Records from a data source:
_ _ _ _ _

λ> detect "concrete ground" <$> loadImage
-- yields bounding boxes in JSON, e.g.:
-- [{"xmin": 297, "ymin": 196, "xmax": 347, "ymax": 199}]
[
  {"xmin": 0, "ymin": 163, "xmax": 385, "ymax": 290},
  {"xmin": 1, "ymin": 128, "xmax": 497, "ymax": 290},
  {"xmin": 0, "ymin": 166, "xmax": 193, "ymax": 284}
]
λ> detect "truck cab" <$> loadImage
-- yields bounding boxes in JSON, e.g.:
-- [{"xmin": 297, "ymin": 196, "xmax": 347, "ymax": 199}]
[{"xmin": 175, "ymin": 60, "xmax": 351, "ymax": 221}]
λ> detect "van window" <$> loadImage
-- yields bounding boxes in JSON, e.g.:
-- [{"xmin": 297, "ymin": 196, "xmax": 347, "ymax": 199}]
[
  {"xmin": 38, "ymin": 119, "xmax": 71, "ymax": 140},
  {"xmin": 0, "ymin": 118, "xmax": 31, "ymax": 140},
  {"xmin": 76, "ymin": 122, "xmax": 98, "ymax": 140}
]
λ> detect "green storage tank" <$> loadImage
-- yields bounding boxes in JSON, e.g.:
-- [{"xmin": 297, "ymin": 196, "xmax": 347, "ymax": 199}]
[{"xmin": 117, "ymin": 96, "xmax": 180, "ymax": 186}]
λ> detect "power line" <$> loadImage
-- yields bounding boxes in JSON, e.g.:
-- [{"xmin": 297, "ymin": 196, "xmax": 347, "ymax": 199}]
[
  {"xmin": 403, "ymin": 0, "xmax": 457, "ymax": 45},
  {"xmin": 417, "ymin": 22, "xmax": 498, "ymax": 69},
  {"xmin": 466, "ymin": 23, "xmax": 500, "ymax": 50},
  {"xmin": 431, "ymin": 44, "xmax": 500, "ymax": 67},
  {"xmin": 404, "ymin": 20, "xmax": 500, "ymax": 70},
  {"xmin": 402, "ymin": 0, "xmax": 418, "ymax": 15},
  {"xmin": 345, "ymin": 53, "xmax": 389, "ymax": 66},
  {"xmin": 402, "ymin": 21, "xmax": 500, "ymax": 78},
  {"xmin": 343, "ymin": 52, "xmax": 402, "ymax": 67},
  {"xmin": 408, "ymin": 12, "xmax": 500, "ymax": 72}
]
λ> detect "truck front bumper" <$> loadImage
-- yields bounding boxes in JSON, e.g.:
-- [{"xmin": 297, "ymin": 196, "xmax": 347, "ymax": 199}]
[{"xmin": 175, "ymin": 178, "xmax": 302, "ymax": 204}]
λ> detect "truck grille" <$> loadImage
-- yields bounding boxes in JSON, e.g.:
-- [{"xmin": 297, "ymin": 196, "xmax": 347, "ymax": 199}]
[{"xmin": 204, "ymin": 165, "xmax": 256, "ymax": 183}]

_ _ _ _ _

Description of the task. Wherever the string "detect" shows up in a line of the records, count that line once. Report the total alone.

Result of the task. 7